Exercise
Write the material out again in full, exactly.

begin Entries supplied

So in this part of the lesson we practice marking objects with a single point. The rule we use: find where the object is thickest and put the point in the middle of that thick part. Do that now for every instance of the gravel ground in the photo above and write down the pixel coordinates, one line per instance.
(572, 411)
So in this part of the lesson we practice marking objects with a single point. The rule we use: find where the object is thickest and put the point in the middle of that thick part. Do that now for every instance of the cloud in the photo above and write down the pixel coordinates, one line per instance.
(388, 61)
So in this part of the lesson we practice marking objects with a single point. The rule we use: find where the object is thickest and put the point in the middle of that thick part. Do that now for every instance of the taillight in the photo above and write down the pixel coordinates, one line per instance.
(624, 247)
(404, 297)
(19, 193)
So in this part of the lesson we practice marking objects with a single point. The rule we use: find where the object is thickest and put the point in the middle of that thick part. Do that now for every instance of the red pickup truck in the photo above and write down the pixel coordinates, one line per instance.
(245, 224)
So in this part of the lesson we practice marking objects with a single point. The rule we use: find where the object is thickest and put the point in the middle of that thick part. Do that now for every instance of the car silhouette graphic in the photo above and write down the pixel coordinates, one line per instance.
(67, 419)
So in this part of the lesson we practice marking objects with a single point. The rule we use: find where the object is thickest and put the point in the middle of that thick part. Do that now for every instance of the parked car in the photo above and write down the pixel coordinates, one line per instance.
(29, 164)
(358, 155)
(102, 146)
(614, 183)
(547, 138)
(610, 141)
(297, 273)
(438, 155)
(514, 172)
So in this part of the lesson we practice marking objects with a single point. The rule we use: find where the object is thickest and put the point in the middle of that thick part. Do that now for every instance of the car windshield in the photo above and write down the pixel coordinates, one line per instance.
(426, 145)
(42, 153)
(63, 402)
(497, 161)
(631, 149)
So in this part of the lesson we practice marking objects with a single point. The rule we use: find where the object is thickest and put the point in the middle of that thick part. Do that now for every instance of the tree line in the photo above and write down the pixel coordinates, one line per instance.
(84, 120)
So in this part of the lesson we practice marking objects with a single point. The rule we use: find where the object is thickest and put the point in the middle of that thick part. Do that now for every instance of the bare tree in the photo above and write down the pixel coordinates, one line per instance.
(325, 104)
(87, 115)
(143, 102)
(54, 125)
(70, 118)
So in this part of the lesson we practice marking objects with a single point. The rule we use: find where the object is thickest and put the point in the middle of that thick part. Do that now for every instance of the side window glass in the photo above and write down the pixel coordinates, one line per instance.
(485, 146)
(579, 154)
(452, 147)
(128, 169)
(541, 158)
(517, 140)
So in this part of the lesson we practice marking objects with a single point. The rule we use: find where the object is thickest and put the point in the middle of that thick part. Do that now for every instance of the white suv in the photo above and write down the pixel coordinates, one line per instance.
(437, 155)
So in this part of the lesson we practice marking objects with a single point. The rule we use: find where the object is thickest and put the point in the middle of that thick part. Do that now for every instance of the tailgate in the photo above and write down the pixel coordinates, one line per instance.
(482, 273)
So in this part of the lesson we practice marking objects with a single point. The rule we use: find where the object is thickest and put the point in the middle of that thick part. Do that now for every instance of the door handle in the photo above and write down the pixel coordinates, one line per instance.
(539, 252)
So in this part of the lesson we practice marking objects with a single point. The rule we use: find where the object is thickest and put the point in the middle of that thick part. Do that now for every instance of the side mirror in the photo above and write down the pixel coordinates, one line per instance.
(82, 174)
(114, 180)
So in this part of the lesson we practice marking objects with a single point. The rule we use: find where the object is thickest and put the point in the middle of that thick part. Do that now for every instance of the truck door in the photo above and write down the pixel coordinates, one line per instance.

end Entries supplied

Answer
So in this part of the lesson we practice marking objects with a single point. The rule we use: find where the object is thickest and put the point in the middle of that thick part. Do that now for every instance of the gravel ground in the photo above and write down the pixel coordinates, one line per instance.
(572, 411)
So in this part of the lesson we practice marking objects with a single point. The rule we use: find where the object is thickest and put the point in the middle of that thick part. Do that now for every instance of the cloud in the photo above and write down the pixel coordinates, one line per instance.
(388, 61)
So in this part of the lesson we practice marking objects with a single point. The rule we use: find where the object is thickest and put the point in the middle of that thick part. Do that now for every instance of the taillight in the photo above and write down the pixel coordinates, one line per instance.
(624, 247)
(404, 297)
(19, 193)
So in this part of the lesson we practice marking objects with a single point. The rule we use: find where the object is thickest and put the point in the middle of that thick part. Do that now for every instance of the red pickup truck in the photo above and write down the pixel coordinates, one line per instance.
(245, 224)
So in this part of the lesson we practice marking objects with a single point. The rule we use: find where the object is thickest and put the point in the middle of that thick part. Do that now for every instance of the car silhouette graphic in the photo above and write down the pixel coordinates, one line per instance.
(67, 419)
So in this part of the lesson we practice marking objects with a single point. The rule we use: find where the object is thickest and put the point in the middle of that thick part. Do that now for every instance of the parked car in the photo above and write down the pixel coordinates, one line per instance.
(29, 164)
(358, 155)
(102, 146)
(614, 183)
(547, 138)
(610, 141)
(297, 273)
(438, 155)
(514, 172)
So in this part of the lesson we practice marking objects with a single point. The rule we use: find where the object is thickest and put the point in the middle of that thick part. Do that now for every instance of the car windshield in the photo above and write down the pixel coordinates, one line per instance.
(426, 145)
(42, 153)
(63, 402)
(497, 161)
(631, 149)
So in this part of the lesson we practice marking objects with a single point. The rule we use: find where the object is thickest and put the point in the middle of that thick part. Do that now for every instance of the tree line in the photo above and write down the pixel coordinates, one line per instance.
(84, 120)
So in this part of the lesson we practice marking objects with a single point. The rule we use: find where the object is thickest and put the point in the middle of that thick part. Do that now for every instance of the bare tree in the photo above and write down the pixel coordinates, one line per instance.
(325, 104)
(87, 115)
(143, 102)
(54, 125)
(70, 118)
So in this part of the lesson we practice marking objects with a single point. The rule we use: find where the object is thickest and put the point in the middle of that thick part. Do that now for every instance of the side window glass in the photo above and write down the pixel coordinates, one line per instance.
(485, 146)
(579, 154)
(452, 147)
(128, 169)
(541, 158)
(517, 140)
So in this part of the lesson we practice marking objects with a single point. The rule we use: find where the object is thickest and put the point in the middle of that thick part. Do that now for every instance of the white suv in the photo above and write down the pixel coordinates, one line per instance.
(437, 155)
So in this part of the lesson we practice marking objects with a single point. The rule we use: find where the object is thickest and put the point in the middle of that thick part. Do that now for every instance of the tailgate in the photo above and write down the pixel coordinates, one line per instance.
(482, 273)
So in this part of the lesson we practice marking objects with a single point. The rule we use: find where the object is thickest and put the point in the middle of that thick part. Do that now for every instance of the door handle in the photo above and write down the pixel coordinates, one line per instance.
(539, 252)
So in this part of the lesson we practice marking objects with a single point. The rule we use: find where the object is thickest and put the point in the middle of that thick part. Do that now for every instance of the side mirror in the photo above and write down the pixel coordinates, one line per instance.
(82, 174)
(114, 180)
So in this part of the lesson we practice marking objects with a single point. The rule we use: find where the object is thickest and put the point in the middle of that thick part. Do that now for every instance of the truck door in the photo above and write down the pixel coordinates, one line per instance.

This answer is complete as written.